Tugas A: Tuliskan kembali secara persis bagian berita tentang deradikalisasi di Bangkok di bawah ini, mulai dari "Azhar dalam pemaparannya" dan berlanjut hingga "Ampel Surabaya ini.".

Teks Halaman:
Rabu 31 May 2017 21:57 WIB

Pengajar Asal Bima Paparkan Konsep Deradikalisasi di Bangkok

 Tiga kader muda Muhammadiyah Bima, Muhammad Salmin, Nurul Zuhriyah, dan Azhar (dari kiri ke kanan) di Bangkok, Thailand.
Tiga kader muda Muhammadiyah Bima, Muhammad Salmin, Nurul Zuhriyah, dan Azhar (dari kiri ke kanan) di Bangkok, Thailand.

REPUBLIKA.CO.ID,JAKARTA -- Tiga kader muda Muhammadiyah Bima, Azhar dan Nurul Zuhriyah yang merupakan dosen di Institut Agama Islam Muhammadiyah Bima, beserta rekannya Muhammad Salmin yang merupakan guru di SMA Muhammadiyah Kota Bima terpilih menjadi delegasi Indonesia zona Bali dan Nusa Tenggara di forum internasional ‘Student Changemakers Summit 2017 yang dihelat di Bangkok Thailand, 10-14 Mei 2017 lalu.

Azhar terpilih berkat inisiatifnya mendesain model pembelajaran "Pendidikan Agama Islam (PAI) Berbasis Deradikalisasi Pendidikan". Sedangkan, Ira, sapa akrab Nurul Zuhriyah, mengangkat isu "Intoleransi Kehidupan Beragama Masyarakat di Indonesia". Sementara Muhammad Salmin mengangkat tema "Rendahnya Mutu Pendidikan Daerah Terpencil di Bima Nusa Tenggara Barat".

Azhar dalam pemaparannya menawarkan penanganan radikalisme melalui pendekatan pendidikan. "Pendekatan pendidikan ini antara lain dilakukan dengan cara merekonstruksi Pendidikan Agama Islam (PAI) yang diajarkan di institusi-institusi pendidikan," kata Azhar dalam siaran persnya, Rabu (31/5).

Rekonstruksi PAI ini, menurut Azhar, penting dan urgen dilakukan. "PAI terbukti tidak cukup mampu melahirkan peserta didik yang toleran, moderat, dan inklusif," ujar Azhar yang juga lulusan Program Doktor UIN Sunan Ampel Surabaya ini.

Salah satu strategi yang Azhar tawarkan ialah bagaimana memaksimalkan peran PAI dalam mencegah berkembangnya faham radikalisme di kalangan pelajar melalui rekonstruksi PAI yang di dalamnya meliputi berbagai aspek seperti kurikulum, pendidik, materi, metode, media, dan evaluasi pembelajaran.

Pada kesempatan yang sama, Ira memberikan himbauan kepada seluruh peserta forum, “Apabila kita hidup dalam satu negara yang penuh dengan keragaman agama, suku, dan budaya tentu kita tidak akan luput dari sebuah perbedaan. Meski kita berbeda agama, suku, dan budaya bukan berarti kita tidak bisa bersatu. Untuk mempersatukan perbedaan di antara kita, perlu adanya usaha yang maksimal salah satunya dengan bertoleransi terhadap sesama manusia," kata Ira.

Kumpulan Entri:
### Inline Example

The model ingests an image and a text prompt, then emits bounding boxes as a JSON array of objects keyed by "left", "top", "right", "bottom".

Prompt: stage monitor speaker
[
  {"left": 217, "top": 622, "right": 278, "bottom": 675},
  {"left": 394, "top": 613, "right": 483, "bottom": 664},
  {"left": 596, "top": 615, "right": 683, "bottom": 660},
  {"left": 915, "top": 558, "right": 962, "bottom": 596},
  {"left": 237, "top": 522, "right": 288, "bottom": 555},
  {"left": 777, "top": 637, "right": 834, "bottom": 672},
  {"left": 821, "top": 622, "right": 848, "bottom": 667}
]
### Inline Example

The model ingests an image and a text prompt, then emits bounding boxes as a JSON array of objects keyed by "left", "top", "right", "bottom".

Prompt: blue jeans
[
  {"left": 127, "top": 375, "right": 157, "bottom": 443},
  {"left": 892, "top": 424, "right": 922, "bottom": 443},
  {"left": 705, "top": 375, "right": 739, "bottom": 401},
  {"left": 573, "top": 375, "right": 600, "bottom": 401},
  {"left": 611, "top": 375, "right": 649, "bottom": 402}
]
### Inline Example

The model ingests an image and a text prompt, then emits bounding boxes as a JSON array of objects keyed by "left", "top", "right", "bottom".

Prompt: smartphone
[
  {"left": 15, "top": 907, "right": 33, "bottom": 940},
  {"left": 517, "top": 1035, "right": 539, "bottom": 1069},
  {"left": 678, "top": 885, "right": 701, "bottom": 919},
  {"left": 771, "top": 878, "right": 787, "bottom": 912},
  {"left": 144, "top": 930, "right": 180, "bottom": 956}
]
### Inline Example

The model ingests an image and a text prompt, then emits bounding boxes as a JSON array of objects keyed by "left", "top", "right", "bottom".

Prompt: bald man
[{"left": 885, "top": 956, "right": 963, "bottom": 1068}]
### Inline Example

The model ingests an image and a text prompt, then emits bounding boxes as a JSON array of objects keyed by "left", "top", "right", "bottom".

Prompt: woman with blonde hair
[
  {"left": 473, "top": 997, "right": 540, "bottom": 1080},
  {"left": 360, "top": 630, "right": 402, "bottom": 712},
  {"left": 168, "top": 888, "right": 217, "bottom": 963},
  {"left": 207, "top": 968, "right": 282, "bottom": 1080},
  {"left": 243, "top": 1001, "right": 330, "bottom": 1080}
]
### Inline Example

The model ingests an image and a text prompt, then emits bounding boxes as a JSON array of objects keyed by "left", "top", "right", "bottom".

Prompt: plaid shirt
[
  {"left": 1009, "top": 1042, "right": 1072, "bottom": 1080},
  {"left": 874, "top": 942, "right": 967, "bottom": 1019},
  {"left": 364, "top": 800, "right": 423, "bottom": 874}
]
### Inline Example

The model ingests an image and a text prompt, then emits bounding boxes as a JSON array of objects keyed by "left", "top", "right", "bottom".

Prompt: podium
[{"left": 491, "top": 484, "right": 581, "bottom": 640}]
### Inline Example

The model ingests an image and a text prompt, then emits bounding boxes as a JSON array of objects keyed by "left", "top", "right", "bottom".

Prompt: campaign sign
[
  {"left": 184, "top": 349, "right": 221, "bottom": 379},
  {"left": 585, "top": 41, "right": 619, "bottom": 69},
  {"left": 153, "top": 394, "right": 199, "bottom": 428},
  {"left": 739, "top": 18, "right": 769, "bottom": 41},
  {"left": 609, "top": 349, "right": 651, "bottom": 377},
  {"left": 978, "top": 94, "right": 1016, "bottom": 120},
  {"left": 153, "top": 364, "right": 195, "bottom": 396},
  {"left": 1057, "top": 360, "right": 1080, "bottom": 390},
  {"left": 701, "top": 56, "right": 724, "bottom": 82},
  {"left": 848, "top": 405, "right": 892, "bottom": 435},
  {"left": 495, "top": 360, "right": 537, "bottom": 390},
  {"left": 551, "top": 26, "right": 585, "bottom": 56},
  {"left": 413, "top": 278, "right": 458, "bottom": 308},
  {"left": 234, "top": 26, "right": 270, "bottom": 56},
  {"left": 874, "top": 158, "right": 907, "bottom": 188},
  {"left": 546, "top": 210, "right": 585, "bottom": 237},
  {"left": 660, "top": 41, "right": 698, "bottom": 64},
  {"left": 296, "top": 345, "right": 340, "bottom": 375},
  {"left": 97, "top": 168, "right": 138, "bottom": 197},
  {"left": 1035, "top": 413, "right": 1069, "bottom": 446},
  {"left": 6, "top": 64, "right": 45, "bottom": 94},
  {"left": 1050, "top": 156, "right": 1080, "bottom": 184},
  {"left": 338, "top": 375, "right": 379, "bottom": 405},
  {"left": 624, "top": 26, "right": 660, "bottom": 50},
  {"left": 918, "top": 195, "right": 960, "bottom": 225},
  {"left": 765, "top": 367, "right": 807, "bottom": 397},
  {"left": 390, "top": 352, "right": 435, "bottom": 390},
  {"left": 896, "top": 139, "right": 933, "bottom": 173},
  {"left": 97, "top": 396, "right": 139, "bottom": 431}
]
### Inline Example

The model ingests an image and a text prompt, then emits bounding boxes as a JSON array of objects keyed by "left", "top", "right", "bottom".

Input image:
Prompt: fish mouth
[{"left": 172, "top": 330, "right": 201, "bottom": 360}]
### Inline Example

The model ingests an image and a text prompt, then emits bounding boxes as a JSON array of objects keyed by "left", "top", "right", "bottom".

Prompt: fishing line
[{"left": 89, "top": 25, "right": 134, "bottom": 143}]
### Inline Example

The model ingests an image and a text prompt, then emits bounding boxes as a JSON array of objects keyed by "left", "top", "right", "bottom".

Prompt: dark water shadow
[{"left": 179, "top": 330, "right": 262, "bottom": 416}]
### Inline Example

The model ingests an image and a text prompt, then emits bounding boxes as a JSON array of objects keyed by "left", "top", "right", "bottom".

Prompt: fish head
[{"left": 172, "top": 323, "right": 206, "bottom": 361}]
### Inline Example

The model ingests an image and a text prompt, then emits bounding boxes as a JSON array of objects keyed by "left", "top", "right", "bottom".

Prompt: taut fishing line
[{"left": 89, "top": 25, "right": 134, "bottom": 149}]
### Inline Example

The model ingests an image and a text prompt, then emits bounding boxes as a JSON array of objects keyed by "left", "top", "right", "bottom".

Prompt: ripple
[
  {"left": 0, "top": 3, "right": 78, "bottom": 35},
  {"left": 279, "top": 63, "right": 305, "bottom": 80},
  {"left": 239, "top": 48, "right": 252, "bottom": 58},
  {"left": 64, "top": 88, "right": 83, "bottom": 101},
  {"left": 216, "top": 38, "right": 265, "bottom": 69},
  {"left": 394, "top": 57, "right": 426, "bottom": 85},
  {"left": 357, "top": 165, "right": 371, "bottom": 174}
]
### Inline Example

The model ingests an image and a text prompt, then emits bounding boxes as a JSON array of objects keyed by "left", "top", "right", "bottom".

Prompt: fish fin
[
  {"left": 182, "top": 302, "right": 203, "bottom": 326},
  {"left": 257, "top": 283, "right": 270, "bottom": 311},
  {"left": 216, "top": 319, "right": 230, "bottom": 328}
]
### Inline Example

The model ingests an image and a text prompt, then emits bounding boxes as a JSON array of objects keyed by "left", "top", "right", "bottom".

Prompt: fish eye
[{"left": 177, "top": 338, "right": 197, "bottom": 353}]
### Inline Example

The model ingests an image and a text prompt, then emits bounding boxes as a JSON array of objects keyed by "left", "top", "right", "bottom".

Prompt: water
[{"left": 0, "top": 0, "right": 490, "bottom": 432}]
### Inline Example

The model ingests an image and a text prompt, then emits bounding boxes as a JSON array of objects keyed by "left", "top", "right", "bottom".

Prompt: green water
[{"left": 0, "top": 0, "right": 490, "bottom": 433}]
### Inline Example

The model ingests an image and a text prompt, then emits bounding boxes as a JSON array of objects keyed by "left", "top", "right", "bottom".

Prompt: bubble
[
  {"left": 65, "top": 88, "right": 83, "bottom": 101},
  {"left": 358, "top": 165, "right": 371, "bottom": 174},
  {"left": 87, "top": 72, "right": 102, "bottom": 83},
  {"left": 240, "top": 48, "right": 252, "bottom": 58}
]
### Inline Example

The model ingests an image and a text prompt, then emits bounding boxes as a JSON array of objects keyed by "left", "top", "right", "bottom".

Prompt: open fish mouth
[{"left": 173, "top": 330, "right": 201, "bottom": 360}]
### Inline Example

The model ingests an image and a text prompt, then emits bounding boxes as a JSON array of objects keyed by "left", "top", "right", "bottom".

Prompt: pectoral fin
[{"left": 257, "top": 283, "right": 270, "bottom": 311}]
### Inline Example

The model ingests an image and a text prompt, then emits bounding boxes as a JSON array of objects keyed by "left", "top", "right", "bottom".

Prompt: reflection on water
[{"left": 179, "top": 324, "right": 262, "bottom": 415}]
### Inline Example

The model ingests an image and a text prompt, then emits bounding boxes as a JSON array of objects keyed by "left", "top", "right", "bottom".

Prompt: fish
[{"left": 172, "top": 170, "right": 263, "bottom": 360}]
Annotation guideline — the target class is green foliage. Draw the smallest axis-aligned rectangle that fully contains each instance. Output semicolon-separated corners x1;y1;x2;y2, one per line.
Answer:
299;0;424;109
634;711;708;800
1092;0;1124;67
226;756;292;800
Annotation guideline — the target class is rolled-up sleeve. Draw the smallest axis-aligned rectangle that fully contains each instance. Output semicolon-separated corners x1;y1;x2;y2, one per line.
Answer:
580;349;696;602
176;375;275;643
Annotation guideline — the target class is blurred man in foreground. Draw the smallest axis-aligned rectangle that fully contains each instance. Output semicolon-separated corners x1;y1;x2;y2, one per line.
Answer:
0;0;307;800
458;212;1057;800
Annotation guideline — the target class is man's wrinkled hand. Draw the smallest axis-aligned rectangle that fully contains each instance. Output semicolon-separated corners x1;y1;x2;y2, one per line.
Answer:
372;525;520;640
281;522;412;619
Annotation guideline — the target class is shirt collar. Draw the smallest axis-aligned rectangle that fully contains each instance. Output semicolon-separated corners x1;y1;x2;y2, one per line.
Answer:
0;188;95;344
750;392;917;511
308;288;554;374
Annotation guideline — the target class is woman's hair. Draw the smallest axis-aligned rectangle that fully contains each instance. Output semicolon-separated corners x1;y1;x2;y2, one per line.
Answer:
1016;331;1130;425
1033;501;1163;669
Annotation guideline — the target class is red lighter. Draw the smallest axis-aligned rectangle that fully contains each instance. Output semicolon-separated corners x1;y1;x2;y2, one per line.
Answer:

Tugas B: Laporkan setiap baris dari entri di atas yang memuat kata "green", dengan menyalin baris tersebut secara utuh.

Jawaban Latihan A:
Azhar dalam pemaparannya menawarkan penanganan radikalisme melalui pendekatan pendidikan. "Pendekatan pendidikan ini antara lain dilakukan dengan cara merekonstruksi Pendidikan Agama Islam (PAI) yang diajarkan di institusi-institusi pendidikan," kata Azhar dalam siaran persnya, Rabu (31/5).

Rekonstruksi PAI ini, menurut Azhar, penting dan urgen dilakukan. "PAI terbukti tidak cukup mampu melahirkan peserta didik yang toleran, moderat, dan inklusif," ujar Azhar yang juga lulusan Program Doktor UIN Sunan Ampel Surabaya ini.

Jawaban Latihan B:
Prompt: green water
Annotation guideline — the target class is green foliage. Draw the smallest axis-aligned rectangle that fully contains each instance. Output semicolon-separated corners x1;y1;x2;y2, one per line.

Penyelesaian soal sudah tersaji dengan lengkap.